* **WHAT IS NEEDED**:
Of the material below, only the lines from the line containing "Target: embroidered vest" down to the line containing "Pick out the blue sky" belong in the answer, written out exactly.

* **DATA**:

Start of Block

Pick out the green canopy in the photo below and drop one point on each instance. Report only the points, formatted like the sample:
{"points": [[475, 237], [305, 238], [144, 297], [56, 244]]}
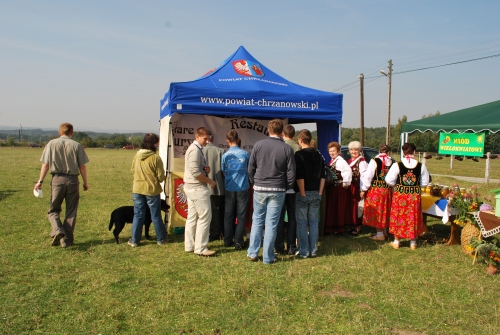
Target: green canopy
{"points": [[476, 119]]}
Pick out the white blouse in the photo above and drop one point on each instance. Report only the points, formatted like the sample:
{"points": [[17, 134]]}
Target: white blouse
{"points": [[392, 175], [371, 169], [344, 168], [363, 165]]}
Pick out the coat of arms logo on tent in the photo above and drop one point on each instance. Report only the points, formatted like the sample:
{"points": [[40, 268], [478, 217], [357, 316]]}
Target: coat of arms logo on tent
{"points": [[248, 68]]}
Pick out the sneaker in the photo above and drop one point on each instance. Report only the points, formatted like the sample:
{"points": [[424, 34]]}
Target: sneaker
{"points": [[56, 240], [65, 243], [207, 253], [378, 238]]}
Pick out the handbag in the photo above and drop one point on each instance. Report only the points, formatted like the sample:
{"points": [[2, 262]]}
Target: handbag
{"points": [[331, 177]]}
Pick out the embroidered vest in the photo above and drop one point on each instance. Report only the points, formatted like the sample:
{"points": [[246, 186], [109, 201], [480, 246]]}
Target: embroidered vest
{"points": [[380, 173], [409, 179]]}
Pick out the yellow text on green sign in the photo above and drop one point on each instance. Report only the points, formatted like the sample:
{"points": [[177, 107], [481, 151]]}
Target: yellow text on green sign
{"points": [[469, 144]]}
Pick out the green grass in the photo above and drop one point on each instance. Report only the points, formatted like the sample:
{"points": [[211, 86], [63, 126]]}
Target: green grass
{"points": [[355, 286]]}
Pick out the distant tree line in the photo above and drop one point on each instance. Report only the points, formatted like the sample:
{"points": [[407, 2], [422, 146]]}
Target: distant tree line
{"points": [[88, 139], [374, 137]]}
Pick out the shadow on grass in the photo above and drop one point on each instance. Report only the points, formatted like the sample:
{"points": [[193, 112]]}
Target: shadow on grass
{"points": [[7, 193]]}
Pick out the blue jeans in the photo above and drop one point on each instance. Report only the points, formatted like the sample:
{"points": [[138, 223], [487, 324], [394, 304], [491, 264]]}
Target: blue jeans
{"points": [[291, 235], [266, 213], [141, 204], [307, 215], [235, 207]]}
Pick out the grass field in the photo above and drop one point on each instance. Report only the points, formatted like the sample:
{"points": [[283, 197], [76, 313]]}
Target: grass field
{"points": [[355, 286]]}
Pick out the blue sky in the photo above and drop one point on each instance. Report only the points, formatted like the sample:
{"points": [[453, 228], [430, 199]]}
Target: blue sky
{"points": [[105, 65]]}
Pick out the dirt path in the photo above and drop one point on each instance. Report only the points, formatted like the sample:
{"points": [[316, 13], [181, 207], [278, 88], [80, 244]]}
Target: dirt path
{"points": [[470, 179]]}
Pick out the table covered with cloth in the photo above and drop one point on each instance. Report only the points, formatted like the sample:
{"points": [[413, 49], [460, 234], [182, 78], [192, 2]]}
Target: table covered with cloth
{"points": [[488, 223]]}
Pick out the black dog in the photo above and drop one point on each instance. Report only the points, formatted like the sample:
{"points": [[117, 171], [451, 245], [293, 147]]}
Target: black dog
{"points": [[125, 214]]}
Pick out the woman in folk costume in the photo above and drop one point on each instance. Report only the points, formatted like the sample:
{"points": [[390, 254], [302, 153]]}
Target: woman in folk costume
{"points": [[377, 193], [337, 193], [358, 165], [408, 176]]}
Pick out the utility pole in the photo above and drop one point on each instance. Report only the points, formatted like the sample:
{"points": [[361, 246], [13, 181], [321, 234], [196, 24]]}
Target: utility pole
{"points": [[362, 109], [388, 135]]}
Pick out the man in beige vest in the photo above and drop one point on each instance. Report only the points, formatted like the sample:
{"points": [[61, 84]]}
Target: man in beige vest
{"points": [[65, 159]]}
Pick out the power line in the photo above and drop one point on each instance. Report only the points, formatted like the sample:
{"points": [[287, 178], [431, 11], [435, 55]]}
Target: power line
{"points": [[413, 70], [432, 67]]}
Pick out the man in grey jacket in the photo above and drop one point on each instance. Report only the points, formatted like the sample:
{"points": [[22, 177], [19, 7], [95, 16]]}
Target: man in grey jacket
{"points": [[272, 171]]}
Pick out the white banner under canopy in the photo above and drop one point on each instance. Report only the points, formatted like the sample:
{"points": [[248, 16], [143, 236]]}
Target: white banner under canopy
{"points": [[184, 130]]}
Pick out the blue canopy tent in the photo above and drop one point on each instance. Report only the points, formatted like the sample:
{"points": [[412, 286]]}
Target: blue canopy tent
{"points": [[241, 86]]}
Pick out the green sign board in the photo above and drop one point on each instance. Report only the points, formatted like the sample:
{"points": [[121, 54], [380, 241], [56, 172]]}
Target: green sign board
{"points": [[469, 144]]}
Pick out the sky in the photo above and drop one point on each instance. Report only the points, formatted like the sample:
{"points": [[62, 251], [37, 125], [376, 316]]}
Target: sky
{"points": [[105, 65]]}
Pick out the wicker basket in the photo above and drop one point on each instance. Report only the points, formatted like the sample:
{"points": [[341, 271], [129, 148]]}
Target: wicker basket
{"points": [[468, 232]]}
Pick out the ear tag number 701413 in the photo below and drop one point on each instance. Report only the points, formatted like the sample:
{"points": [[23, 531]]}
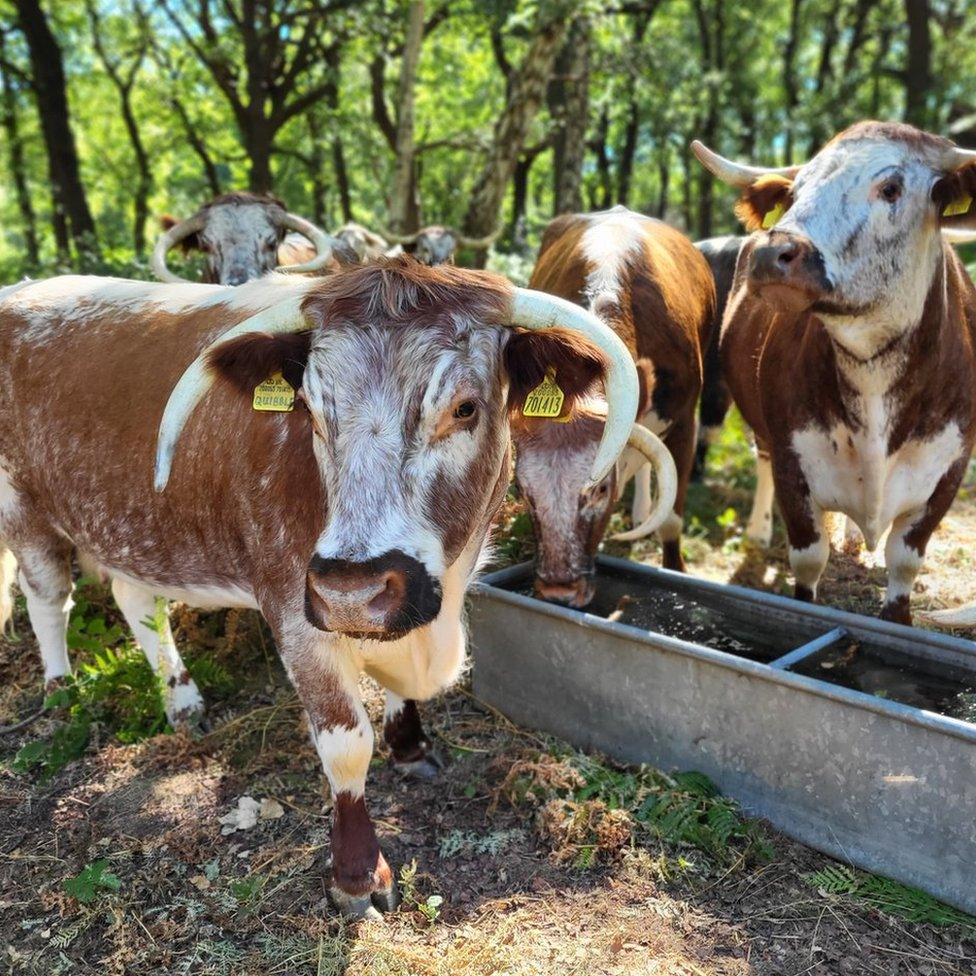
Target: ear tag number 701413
{"points": [[274, 394], [546, 400]]}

End of Block

* **YOUR RESPONSE**:
Target: embroidered vest
{"points": [[380, 173], [409, 179]]}
Pick out the yellow text on green sign in the photo above and drop one point on each instance. Report only the points, formatted like the sample:
{"points": [[177, 107], [481, 151]]}
Target: yellow text on green sign
{"points": [[469, 144]]}
Pick out the green grass in the photo above and drop one point on each instance. Report only the points, formatted like the sample:
{"points": [[211, 86], [63, 126]]}
Target: green grass
{"points": [[355, 286]]}
Pick out the distant tree line in the photo above and drop one point on each instance. Report only the points, formatted like the sample:
{"points": [[407, 2], [422, 146]]}
Target: distant tree line
{"points": [[88, 139], [374, 137]]}
Pick out the shadow on grass in the photo above and drop one point on each instance. Report only the points, formatted like the sample:
{"points": [[193, 112]]}
Target: shadow on grass
{"points": [[7, 193]]}
Pick out the blue jeans in the photo above and drop one point on each instance. Report only the points, formatted like the sample:
{"points": [[138, 223], [487, 324], [394, 304], [491, 264]]}
Target: blue jeans
{"points": [[291, 235], [266, 213], [141, 204], [307, 215], [235, 207]]}
Pick out the grass field in the photo above and drop one point on each instance. Report only the points, formatted like the sample:
{"points": [[283, 197], [76, 313]]}
Target: grass field
{"points": [[355, 286]]}
Pick out the blue sky in the photo above and drop one point on each instance. Report only the points, formatted like the sample:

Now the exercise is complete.